Your goal:
Only lines holding "window" are wanted; copy each of them from the records below.
_ _ _ _
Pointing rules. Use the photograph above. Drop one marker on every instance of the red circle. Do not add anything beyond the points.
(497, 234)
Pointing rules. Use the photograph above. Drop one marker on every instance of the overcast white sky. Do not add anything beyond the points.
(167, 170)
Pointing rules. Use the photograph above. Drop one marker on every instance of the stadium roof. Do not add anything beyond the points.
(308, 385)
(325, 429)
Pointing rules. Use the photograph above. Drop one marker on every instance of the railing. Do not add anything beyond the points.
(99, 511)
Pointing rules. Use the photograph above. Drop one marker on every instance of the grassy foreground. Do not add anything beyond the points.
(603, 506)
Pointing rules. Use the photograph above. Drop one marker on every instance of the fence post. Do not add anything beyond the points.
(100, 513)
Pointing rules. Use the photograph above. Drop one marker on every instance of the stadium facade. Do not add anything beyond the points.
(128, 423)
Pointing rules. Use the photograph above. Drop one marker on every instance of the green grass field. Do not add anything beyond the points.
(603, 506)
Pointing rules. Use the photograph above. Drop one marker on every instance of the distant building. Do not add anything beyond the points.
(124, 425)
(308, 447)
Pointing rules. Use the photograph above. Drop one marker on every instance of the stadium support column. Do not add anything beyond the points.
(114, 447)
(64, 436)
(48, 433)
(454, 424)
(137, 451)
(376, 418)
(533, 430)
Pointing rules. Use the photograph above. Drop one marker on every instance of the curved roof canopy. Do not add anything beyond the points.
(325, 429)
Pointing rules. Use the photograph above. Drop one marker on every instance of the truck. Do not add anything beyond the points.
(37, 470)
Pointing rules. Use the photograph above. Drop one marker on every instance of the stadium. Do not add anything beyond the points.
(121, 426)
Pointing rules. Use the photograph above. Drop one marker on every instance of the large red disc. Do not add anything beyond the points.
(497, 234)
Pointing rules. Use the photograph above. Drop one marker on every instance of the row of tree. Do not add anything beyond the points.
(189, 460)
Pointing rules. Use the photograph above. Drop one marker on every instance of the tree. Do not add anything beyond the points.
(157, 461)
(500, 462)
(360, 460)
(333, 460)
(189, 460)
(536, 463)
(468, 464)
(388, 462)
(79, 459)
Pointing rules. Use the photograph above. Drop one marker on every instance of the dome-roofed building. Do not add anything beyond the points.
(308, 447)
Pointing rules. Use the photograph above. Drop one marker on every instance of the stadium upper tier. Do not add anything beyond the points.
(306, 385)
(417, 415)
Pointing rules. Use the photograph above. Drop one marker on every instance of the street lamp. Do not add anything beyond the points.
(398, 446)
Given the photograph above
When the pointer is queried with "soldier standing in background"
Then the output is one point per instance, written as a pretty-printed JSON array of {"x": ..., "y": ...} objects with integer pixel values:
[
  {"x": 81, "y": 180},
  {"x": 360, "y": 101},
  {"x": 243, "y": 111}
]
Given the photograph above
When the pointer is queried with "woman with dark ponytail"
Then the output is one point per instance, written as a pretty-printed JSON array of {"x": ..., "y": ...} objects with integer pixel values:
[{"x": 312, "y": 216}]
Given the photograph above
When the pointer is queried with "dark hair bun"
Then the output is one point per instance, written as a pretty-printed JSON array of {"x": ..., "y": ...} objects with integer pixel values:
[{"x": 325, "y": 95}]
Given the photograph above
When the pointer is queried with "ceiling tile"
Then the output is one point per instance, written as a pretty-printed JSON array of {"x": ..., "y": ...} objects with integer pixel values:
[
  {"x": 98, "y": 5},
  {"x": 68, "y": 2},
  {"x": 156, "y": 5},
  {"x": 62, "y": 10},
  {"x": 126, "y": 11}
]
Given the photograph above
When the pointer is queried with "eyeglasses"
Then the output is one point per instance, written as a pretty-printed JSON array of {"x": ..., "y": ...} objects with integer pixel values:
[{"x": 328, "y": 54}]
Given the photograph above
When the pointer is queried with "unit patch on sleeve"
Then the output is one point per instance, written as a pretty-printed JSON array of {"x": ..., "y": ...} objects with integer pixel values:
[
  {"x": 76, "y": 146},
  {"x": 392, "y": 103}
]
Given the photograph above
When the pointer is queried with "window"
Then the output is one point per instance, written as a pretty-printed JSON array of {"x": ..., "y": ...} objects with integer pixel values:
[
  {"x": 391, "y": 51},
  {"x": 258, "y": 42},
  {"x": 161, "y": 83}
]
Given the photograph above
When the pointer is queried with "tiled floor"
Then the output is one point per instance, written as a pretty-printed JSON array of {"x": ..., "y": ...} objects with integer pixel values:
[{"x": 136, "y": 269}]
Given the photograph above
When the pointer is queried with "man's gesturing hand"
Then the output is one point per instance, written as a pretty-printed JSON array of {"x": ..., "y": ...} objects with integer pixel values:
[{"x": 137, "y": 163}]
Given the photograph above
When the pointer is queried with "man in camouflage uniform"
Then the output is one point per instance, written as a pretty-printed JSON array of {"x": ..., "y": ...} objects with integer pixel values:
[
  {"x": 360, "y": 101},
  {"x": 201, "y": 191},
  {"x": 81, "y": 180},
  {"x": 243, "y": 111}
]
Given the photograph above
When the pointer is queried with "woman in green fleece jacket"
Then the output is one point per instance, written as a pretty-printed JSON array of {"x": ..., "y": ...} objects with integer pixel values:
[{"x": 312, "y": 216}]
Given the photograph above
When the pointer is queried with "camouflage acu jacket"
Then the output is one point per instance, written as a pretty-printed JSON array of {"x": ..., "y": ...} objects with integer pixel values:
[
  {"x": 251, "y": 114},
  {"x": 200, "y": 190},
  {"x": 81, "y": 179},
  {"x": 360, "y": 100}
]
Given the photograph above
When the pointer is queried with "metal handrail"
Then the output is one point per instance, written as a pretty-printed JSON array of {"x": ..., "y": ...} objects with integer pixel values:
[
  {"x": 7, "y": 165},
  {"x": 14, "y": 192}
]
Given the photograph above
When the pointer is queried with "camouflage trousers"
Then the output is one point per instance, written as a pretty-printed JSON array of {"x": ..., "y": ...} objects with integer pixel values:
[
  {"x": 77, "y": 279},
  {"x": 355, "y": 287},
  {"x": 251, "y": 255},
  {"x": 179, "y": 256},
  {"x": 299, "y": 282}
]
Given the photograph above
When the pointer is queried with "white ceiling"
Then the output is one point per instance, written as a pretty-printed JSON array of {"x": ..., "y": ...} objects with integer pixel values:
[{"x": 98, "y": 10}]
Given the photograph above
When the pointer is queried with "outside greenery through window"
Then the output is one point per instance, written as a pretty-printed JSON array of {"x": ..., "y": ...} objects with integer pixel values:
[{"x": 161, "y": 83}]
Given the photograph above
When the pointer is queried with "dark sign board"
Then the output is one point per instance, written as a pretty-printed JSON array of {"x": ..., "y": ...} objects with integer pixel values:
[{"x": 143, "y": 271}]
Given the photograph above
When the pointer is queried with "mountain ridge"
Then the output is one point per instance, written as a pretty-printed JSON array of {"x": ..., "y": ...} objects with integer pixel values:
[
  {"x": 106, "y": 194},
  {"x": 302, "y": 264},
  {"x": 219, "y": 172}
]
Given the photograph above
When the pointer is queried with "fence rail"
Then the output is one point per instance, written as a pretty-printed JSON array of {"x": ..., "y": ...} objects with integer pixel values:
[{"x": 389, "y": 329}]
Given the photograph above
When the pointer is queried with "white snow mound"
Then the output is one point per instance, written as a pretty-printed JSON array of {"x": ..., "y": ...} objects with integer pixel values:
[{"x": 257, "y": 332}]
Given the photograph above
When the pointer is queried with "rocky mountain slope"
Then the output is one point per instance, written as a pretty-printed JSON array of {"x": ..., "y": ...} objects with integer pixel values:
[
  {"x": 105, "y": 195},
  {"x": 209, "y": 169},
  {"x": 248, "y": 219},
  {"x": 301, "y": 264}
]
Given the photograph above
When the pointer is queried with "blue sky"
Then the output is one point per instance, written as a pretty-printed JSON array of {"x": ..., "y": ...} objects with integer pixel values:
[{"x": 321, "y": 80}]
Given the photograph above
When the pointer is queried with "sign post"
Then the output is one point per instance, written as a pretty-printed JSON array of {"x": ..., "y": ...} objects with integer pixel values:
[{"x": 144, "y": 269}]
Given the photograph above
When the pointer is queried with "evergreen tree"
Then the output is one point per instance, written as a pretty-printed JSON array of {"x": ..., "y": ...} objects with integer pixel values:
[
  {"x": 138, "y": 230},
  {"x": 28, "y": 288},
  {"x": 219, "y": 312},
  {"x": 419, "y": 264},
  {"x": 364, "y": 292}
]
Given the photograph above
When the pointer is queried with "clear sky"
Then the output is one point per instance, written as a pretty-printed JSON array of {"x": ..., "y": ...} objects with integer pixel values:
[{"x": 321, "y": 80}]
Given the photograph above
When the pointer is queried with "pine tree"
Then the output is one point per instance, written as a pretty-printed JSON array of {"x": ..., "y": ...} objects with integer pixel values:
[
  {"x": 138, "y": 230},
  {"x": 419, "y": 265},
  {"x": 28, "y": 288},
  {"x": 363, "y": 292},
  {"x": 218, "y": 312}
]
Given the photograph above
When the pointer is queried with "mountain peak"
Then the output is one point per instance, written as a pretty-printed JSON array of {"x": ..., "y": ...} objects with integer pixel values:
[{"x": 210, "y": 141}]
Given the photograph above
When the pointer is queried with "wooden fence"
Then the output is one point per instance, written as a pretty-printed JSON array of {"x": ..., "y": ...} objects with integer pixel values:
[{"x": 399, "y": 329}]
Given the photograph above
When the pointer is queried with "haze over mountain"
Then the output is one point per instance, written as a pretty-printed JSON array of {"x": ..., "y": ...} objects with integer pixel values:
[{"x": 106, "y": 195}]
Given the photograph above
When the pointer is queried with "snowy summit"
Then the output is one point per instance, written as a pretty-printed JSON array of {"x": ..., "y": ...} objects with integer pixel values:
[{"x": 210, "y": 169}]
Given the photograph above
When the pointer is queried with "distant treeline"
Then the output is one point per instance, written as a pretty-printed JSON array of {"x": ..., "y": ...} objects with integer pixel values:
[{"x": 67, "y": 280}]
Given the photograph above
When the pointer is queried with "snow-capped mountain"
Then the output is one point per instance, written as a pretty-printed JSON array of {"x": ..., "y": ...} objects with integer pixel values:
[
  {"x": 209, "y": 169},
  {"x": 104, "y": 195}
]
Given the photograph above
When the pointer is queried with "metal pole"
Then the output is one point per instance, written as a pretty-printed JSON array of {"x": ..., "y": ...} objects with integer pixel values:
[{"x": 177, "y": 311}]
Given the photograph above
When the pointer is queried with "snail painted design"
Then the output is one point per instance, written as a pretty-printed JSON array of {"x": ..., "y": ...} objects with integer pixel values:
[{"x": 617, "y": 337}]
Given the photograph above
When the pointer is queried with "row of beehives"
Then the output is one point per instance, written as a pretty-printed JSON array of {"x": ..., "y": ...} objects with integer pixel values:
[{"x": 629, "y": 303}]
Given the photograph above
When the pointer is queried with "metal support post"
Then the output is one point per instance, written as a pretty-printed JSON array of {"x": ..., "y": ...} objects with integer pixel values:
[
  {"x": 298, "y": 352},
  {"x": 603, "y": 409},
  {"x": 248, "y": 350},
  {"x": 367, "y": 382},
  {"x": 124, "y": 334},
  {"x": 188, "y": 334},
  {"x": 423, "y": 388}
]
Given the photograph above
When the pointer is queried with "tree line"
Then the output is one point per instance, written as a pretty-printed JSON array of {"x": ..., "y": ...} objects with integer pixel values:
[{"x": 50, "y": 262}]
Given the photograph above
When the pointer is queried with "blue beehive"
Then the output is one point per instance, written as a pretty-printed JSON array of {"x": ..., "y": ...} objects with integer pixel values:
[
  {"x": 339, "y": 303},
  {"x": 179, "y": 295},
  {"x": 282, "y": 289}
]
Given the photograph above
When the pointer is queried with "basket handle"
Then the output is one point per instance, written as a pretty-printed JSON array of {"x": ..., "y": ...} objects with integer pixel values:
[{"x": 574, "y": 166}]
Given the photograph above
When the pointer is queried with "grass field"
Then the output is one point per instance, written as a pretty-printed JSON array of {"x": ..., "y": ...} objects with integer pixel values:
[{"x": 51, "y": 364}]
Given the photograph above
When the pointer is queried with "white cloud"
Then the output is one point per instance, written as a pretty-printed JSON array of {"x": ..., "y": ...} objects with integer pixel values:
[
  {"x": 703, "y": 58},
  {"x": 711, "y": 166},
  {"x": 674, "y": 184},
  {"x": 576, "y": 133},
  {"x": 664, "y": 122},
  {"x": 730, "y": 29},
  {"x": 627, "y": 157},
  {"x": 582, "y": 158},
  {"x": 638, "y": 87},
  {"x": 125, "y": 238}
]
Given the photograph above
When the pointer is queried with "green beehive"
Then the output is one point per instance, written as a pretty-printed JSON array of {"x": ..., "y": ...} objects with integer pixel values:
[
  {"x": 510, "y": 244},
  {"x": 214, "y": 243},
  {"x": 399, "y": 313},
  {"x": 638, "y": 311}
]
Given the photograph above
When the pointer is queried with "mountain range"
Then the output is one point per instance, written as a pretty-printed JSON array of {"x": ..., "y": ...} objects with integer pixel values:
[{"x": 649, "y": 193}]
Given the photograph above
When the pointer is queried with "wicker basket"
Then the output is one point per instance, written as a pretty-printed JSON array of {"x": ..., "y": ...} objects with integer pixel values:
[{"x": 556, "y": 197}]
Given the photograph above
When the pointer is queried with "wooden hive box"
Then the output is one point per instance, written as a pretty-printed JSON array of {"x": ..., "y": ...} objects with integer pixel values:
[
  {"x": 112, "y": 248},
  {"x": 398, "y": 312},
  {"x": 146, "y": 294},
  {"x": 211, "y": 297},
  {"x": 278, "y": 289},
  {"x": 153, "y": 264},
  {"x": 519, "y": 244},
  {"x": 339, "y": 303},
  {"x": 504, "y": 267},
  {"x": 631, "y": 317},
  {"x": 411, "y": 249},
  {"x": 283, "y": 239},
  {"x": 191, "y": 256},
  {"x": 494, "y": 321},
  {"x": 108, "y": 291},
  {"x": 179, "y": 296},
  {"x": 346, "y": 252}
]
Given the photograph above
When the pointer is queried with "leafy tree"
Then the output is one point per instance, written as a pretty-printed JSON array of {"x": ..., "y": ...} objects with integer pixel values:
_ _ _ _
Problem solution:
When the pointer is queried with "window"
When the pointer is queried with "outside greenery through window"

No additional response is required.